Exercise brief
Please count how many lines of the data include the word "rise". Give only that number in reply.

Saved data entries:
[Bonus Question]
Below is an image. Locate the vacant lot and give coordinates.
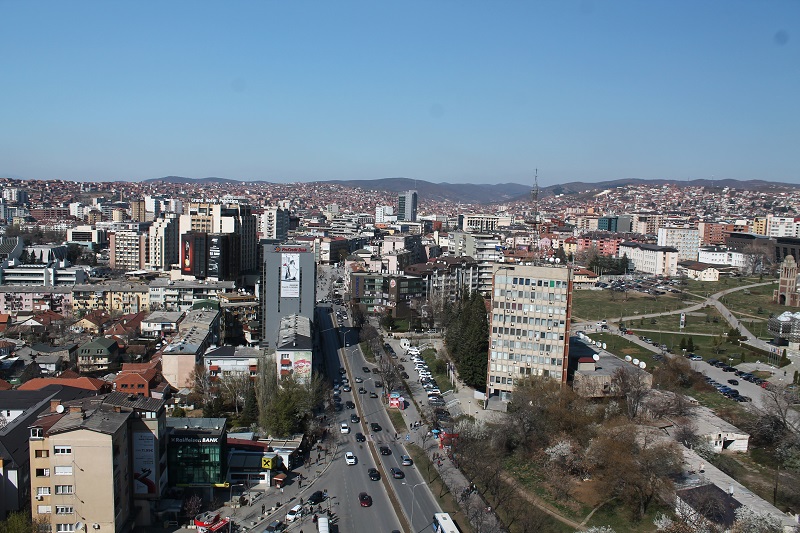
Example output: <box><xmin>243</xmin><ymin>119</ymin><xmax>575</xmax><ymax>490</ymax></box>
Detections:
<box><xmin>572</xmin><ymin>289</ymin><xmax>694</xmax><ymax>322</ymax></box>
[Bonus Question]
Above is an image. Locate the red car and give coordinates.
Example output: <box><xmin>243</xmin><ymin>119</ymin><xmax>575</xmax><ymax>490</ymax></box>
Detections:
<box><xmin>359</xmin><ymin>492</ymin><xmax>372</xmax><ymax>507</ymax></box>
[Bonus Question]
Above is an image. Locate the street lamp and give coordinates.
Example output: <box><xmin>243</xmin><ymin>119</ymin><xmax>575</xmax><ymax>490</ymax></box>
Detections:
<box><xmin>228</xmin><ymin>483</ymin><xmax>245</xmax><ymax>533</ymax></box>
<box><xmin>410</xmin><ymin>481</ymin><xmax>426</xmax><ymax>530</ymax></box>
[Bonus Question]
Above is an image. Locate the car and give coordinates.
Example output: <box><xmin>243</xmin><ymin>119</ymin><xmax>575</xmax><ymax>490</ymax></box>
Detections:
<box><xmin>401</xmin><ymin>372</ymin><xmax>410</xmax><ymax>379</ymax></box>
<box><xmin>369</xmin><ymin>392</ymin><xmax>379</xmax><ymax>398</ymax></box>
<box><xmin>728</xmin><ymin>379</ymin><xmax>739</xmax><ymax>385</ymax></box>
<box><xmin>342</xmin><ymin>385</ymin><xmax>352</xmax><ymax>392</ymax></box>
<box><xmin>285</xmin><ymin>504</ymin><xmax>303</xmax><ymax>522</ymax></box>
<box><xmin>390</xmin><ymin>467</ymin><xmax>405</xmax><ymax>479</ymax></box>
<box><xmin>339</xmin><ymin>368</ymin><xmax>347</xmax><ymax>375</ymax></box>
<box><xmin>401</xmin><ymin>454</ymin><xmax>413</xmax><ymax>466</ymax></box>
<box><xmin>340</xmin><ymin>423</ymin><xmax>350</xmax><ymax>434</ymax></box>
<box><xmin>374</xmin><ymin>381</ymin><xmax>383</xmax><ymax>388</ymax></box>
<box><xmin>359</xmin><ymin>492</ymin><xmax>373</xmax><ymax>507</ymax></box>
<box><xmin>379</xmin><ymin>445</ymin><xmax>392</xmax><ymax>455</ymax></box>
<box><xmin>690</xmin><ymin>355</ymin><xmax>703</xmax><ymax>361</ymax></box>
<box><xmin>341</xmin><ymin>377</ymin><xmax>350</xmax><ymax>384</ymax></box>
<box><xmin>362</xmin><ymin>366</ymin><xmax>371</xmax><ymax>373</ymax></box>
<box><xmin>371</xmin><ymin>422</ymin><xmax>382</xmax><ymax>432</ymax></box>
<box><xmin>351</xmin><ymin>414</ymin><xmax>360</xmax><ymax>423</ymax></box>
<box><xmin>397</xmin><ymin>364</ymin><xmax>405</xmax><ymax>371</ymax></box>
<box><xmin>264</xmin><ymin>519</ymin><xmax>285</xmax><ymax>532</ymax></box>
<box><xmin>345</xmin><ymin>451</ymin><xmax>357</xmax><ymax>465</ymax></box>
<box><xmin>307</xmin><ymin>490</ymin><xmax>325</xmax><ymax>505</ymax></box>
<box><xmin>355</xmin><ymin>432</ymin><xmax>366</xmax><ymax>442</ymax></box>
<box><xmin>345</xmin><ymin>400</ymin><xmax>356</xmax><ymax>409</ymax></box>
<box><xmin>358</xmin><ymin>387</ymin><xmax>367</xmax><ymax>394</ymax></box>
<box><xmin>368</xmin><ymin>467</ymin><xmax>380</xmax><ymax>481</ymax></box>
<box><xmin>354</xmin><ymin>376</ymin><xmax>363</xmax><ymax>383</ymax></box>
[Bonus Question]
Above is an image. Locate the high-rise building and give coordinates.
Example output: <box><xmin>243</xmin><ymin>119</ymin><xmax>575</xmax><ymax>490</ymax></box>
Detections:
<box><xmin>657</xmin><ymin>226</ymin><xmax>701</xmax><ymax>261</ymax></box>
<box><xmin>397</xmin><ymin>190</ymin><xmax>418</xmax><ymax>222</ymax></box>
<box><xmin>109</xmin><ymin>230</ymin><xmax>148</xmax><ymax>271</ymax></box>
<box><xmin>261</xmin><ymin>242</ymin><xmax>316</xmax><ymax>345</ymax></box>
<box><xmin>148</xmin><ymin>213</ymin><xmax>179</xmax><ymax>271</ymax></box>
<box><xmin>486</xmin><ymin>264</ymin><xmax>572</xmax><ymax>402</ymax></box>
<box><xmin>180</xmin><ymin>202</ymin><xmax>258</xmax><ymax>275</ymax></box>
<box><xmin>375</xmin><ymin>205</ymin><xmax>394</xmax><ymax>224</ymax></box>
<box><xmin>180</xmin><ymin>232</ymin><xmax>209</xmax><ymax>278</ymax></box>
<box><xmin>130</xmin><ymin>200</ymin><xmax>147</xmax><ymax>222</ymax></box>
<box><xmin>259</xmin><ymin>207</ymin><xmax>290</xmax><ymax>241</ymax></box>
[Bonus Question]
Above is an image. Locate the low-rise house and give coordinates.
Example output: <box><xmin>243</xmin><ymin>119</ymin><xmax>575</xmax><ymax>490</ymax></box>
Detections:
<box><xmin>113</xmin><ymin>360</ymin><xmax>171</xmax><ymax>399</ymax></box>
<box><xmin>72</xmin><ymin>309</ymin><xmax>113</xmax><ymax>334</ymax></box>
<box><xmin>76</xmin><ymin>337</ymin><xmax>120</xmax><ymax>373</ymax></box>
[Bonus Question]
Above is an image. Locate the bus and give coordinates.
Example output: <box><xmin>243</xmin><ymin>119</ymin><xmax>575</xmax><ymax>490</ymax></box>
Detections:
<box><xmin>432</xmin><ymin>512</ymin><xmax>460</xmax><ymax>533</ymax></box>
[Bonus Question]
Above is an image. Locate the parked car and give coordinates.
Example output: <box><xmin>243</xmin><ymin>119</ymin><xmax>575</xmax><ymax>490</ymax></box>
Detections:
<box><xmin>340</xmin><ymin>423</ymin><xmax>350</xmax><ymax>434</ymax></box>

Solved problem
2